--- begin RECORDS PROVIDED ---
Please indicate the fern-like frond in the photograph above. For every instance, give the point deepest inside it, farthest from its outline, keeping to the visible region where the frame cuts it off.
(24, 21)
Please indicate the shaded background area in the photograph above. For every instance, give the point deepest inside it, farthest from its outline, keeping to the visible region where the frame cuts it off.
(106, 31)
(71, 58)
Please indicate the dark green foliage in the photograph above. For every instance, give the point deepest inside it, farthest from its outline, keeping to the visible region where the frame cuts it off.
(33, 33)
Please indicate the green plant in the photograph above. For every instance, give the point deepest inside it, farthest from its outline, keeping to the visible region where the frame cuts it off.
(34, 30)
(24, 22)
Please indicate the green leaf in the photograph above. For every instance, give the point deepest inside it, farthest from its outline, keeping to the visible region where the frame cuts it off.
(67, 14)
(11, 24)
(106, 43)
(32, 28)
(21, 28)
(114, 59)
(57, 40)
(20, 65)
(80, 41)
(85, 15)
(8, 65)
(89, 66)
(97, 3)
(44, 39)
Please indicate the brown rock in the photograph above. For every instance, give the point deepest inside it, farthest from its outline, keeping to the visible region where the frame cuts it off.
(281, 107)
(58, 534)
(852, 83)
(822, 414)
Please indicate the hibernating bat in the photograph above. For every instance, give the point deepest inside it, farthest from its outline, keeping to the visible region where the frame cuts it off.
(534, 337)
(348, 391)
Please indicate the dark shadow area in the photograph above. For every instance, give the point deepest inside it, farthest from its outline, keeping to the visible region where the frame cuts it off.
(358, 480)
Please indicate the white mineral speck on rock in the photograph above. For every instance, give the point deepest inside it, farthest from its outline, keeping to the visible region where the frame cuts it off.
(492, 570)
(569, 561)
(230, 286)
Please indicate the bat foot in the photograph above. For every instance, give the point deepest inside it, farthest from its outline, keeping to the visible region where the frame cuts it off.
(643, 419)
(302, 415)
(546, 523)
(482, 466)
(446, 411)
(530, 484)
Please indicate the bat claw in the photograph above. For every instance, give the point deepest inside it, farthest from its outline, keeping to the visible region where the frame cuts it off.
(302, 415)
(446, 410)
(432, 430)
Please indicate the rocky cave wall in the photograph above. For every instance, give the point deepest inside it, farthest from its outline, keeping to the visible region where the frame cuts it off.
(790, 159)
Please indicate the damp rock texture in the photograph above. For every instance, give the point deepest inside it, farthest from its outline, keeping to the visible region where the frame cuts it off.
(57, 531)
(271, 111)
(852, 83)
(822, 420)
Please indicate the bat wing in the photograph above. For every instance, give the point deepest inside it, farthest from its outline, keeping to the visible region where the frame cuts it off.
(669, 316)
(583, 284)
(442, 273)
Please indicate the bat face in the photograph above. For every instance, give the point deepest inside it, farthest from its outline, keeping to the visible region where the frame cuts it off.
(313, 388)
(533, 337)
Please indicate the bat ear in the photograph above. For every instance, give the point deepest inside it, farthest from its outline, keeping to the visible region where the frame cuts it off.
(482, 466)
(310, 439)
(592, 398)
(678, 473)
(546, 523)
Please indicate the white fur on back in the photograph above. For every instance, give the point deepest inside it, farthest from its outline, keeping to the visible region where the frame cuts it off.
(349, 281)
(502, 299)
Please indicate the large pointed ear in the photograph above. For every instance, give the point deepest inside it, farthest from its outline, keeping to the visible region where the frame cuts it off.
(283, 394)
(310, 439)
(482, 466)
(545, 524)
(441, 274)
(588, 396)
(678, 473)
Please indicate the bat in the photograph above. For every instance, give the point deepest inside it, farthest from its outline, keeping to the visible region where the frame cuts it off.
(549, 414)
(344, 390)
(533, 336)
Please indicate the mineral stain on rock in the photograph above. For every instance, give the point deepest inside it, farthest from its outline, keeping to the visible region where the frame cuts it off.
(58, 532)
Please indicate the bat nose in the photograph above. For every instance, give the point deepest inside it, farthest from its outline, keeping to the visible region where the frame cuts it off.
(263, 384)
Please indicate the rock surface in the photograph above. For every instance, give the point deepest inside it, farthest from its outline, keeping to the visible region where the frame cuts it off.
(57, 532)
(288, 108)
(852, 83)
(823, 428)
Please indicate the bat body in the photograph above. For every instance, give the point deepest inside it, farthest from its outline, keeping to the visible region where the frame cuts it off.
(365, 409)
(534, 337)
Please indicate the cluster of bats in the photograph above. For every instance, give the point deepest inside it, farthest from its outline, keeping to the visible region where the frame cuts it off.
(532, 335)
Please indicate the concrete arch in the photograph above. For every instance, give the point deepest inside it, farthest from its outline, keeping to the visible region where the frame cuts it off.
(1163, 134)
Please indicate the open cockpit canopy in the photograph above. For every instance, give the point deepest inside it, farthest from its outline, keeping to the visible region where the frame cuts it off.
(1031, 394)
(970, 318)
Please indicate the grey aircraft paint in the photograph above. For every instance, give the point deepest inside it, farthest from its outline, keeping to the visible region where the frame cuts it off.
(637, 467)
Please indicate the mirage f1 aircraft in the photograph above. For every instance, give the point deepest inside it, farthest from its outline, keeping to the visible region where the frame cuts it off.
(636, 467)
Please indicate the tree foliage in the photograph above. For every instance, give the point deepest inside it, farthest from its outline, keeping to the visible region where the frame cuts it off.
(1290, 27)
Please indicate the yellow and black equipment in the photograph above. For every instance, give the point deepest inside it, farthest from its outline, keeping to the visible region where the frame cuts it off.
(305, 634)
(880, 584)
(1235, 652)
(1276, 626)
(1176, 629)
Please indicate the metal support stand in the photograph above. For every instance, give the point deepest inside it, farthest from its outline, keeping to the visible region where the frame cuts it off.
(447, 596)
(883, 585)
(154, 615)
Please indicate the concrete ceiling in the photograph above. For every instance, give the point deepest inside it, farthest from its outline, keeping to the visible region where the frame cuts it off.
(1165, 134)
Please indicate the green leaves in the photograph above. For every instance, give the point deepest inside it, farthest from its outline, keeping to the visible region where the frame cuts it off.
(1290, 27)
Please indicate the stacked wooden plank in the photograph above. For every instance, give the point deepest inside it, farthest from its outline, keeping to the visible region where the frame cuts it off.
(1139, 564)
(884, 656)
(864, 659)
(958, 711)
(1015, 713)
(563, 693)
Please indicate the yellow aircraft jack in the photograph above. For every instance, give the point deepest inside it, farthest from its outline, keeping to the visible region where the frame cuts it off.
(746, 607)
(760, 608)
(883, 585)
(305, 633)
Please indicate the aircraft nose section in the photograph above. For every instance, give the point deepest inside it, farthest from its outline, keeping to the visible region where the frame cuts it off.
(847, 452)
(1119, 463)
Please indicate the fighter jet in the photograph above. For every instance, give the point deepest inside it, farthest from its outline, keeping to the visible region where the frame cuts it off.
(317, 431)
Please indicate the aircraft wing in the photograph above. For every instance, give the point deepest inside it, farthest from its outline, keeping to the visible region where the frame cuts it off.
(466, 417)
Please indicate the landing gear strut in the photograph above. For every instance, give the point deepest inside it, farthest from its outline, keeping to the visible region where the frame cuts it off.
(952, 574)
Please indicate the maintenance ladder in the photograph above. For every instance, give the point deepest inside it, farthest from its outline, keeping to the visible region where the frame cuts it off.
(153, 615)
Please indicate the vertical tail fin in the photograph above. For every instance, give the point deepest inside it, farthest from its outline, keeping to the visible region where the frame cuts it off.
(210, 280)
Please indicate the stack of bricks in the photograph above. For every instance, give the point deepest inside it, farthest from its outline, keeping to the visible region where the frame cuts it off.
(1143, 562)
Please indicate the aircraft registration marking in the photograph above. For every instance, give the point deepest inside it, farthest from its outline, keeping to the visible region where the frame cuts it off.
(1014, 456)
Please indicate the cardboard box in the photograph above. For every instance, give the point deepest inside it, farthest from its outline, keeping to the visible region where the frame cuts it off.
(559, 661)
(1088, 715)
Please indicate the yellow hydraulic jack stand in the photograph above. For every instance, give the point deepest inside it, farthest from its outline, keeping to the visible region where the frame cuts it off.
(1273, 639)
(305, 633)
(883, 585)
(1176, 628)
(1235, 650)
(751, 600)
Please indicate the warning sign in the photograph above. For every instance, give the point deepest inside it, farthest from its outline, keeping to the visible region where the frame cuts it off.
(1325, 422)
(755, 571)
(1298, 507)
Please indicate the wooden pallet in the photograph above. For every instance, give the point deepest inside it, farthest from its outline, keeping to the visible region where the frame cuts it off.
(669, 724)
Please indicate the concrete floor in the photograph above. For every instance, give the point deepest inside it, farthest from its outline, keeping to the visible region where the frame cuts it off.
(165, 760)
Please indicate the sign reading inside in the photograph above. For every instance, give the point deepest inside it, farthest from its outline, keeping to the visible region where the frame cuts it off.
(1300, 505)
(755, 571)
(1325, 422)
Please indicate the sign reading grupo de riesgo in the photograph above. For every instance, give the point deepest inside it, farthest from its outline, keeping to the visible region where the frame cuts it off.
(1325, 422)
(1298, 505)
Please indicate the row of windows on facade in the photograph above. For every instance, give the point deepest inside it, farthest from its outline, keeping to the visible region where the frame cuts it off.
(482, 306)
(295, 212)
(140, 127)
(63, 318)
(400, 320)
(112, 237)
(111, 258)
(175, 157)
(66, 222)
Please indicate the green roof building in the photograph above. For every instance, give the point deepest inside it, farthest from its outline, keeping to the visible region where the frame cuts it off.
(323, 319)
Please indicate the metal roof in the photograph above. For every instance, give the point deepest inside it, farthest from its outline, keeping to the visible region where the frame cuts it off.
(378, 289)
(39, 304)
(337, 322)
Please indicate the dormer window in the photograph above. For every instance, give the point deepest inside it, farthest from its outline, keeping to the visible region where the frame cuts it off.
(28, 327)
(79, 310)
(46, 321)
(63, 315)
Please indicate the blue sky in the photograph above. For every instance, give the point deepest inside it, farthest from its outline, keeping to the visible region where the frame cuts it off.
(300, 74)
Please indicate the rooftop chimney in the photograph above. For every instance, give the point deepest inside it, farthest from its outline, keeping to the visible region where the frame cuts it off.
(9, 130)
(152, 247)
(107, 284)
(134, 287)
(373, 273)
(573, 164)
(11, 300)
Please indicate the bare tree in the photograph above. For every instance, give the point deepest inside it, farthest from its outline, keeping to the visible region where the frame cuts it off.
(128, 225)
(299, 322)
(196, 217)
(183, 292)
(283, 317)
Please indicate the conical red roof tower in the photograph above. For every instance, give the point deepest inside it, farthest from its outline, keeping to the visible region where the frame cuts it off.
--- end RECORDS PROVIDED ---
Above are the records; copy exactly the lines from the one with "Please indicate the green roof" through the final line.

• _SOLUTION_
Please indicate the green roof building in the photograph above. For every instance, give the point deepest inside it, farthest from its outline, keeping to the visible region where the frame cuts it off.
(323, 319)
Please indicate the metal roof in the photograph above. For every instance, give the point deepest inside it, farthest from its outline, keeping to the visible region where the frame cuts it off.
(378, 289)
(39, 304)
(337, 322)
Please indicate the dormer window in the photograph above. For every instance, give the point deepest inside it, farthest from its outline, keeping to the visible region where the frame cuts it off.
(28, 327)
(79, 310)
(46, 321)
(63, 315)
Please indicate the blue sky in the photograph above. For every instance, give the point deepest inside it, farthest from its outline, keeping to the visible region where the frame cuts it off.
(300, 74)
Please indicate the rooftop chimney in the photograph above. For every instance, give the point deepest inside it, farthest from its outline, keeping to the visible region where the frame cuts it off.
(9, 130)
(152, 247)
(107, 284)
(134, 287)
(373, 273)
(573, 164)
(11, 300)
Please indicate the bare tree in the photograph above. For every instance, give the point deepest inside it, farthest from its outline, keeping to the visible region where the frame cuts it off.
(128, 225)
(299, 322)
(196, 217)
(183, 292)
(283, 317)
Please indicate the conical red roof tower in the photograph above. For every instance, give the point deepest inside it, farthest from its outline, keeping to the visible region where the frame cuts it off.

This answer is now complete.